→ AIM 1: Return the text on comparison operators below from "() | Brackets, for" up to and including "scripts. - !!".
→ AIM 2:
Answer these questions using the text on comparison operators below.
(a) When is the != operator true?
(b) What are brackets used for?
(c) Why does the compiler not notice when '=' is used instead of '=='?

→ GIVEN PASSAGE:
—————

== | True if the expressions left and right of the operator are equal. |

!= | True if the expressions left and right of the operator are not equal. |

> | True if the expression
left of the operator is greater than
the expression right of the operator. |

>= | True if the expression
left of the operator is greater than
or equal to the expression right of the operator. |

< | True if the expression
right of the operator is greater than
the expression left of the operator. |

<= | True if the expression
right of the operator is greater than
or equal to the expression left of the operator. |

&& | True if the expressions left and right of the operator are both true. |

|| | True if either of the expressions left and right of the operator is true. |

! | LC True if the expression right of the operator is not true. |

() | Brackets, for defining the priority of comparisions. Always use brackets when priority matters! |

- !! The "equals" comparison is done with '==', to differentiate
it from the assignment instruction with '
**=**'. Wrongly using '=' instead of "==" is not noticed by the compiler because it's a valid assignment, but is one of the most frequent bugs in scripts. - !!

—————

→ EXTRACTED INFORMATION:

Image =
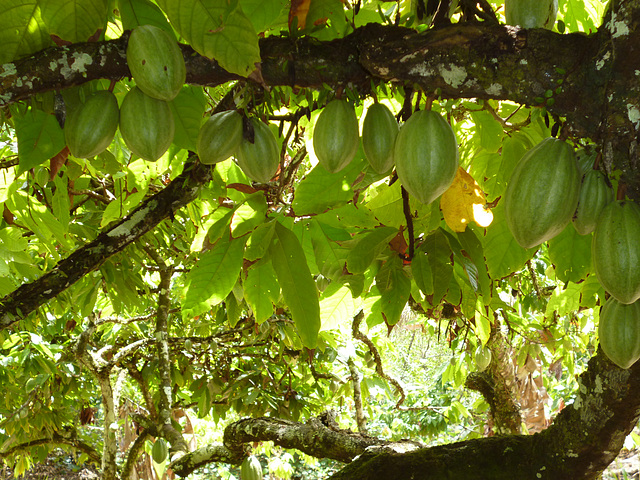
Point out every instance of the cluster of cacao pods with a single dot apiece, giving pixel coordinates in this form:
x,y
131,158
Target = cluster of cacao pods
x,y
424,150
546,192
253,145
251,469
145,118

—————

→ WRITTEN ANSWER 1:
() | Brackets, for defining the priority of comparisions. Always use brackets when priority matters! |

- !! The "equals" comparison is done with '==', to differentiate
it from the assignment instruction with '
**=**'. Wrongly using '=' instead of "==" is not noticed by the compiler because it's a valid assignment, but is one of the most frequent bugs in scripts. - !!

→ WRITTEN ANSWER 2:
(a) When the expressions left and right of the operator are not equal.
(b) For defining the priority of comparisons.
(c) Because it is a valid assignment.